** Text provided **
========================

An Economics of Justice and Charity
January 23, 2019 (418 words)
This Christmas I received a book as a present from one of my considerate children, who shall remain nameless. (But she knows who she is.) I have started reading this book from the beginning, which of course is what every author wants their readers to do.
But I have also already flipped to the final page, because I am impatient by nature and can’t wait to see how the story will turn out. What follows is the last, long paragraph from this year’s favorite Christmas present:
“Now if all this is true, then it applies to men whether as individuals or as groups. It is true that human beings are saved or damned as individuals. But as I pointed out already, we cannot ignore God’s law just because we are acting as part of a group. Pope Pius XI noted that our economic actions, ‘whether of society as a body or of individuals,’ must be linked to that hierarchy that has God as its apex. Catholics especially should try to make sure that the very structures of our communal and corporate organizations, from the state to the family and everything in between, will not hinder – and if possible even promote – the glory of God and the salvation of mankind.

========================

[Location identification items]
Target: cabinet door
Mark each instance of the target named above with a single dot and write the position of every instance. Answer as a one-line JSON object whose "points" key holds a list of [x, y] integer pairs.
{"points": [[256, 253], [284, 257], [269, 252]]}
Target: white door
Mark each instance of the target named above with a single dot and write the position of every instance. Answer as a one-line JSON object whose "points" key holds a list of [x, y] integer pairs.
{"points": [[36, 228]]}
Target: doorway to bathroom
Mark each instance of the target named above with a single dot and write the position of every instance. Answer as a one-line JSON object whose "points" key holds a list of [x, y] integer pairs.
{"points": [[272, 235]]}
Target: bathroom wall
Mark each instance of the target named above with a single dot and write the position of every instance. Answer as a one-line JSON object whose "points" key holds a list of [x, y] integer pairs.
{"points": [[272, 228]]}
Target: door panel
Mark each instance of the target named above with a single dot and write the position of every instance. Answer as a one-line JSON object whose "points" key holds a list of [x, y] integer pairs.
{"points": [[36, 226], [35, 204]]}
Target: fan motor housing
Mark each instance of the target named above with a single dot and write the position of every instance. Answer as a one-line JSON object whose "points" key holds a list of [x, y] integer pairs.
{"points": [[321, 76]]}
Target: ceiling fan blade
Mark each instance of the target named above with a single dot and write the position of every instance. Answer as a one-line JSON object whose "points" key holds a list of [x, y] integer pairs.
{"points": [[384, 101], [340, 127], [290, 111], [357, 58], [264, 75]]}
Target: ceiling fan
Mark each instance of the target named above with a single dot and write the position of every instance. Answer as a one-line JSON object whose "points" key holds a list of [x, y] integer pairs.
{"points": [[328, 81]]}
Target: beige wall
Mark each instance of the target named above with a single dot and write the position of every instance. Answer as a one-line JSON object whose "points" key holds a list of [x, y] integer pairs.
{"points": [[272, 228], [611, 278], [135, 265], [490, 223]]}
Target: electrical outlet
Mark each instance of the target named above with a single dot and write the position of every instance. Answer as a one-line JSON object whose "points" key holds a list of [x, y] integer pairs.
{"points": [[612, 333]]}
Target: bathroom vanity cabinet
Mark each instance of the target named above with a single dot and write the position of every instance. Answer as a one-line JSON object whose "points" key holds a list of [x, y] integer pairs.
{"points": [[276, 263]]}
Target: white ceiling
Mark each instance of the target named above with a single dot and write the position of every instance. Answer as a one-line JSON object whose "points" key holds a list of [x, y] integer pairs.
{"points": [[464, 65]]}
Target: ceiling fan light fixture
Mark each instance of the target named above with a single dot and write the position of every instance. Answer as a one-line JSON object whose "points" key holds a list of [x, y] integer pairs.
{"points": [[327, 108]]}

========================

** Task 1 **
For each statement about the post "An Economics of Justice and Charity," answer yes or no depending on whether it agrees with the post, and quote the words that decide it. (a) The book was a Christmas present from one of the writer's children. (b) The writer has held off on looking at the final page until finishing the book. (c) The quoted passage says human beings are saved or damned only as groups.
** Task 2 **
Rewrite the paragraph of the post "An Economics of Justice and Charity" that begins "This Christmas I received a book" as a short list that keeps its main facts.
** Task 3 **
Carry on the post about the Christmas book from the point where it stops.

** Task answer 1 **
(a) Yes: "This Christmas I received a book as a present from one of my considerate children"
(b) No: "I have also already flipped to the final page, because I am impatient by nature"
(c) No: "It is true that human beings are saved or damned as individuals."

** Task answer 2 **
- The writer received a book this Christmas as a present from one of their children.
- That child stays unnamed, though she knows who she is.
- The writer has started reading the book from the beginning, which is what every author wants readers to do.

** Task answer 3 **
“The larger and more complex an organization is, the more we must take care that it does not begin to exist for itself alone, free from the rule of Jesus Christ. Many of the social encyclicals since Leo XIII devote much space to topics such as relations between employers and employees, between one industry and another, and between international trading partners – because the supreme pontiffs have always known that it is too easy for sin to enter into human affairs.
“Particularly in the modern world, we experience not just simple human sin anymore, but what John Paul II called ‘structures of sins’ – institutions and established patterns of behavior that embody, promote, and continue sin. As much as possible, we should try to set up ‘structures of virtue’ instead. Only in that way will the kingship that Jesus Christ holds over the human race be manifested in our conduct and in the conduct of nations and of all the institutions and associations that we use and enjoy in our pilgrimage to our true and eternal Fatherland.”
An Economics of Justice & Charity:
Catholic Social Teaching,
Its Development And Contemporary Relevance
Robert J. Cavanaugh, Jr.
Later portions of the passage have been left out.